## Aim of the task
Please restate word for word only the lines that start at the one containing "Can you see the black" and continue to the final line of the material.
*** Data to process ***
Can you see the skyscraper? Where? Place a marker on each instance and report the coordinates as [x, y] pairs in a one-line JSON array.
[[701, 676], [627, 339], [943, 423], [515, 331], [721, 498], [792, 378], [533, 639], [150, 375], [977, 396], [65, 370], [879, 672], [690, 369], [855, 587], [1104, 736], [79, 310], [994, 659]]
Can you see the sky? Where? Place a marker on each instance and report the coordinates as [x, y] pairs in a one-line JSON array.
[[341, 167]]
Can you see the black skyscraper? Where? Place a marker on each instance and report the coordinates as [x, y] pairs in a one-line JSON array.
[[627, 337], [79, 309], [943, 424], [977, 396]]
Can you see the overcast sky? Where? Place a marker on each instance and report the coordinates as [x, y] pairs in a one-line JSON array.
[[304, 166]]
*** End of Data to process ***
## Result below
Can you see the black skyscraper? Where? Place a marker on each instance and report the coordinates as [x, y] pairs in a one-line JSON array.
[[627, 337], [79, 309], [943, 424], [977, 396]]
Can you see the overcast sky? Where? Place a marker on each instance and report the coordinates as [x, y] pairs in a one-line JSON array.
[[304, 166]]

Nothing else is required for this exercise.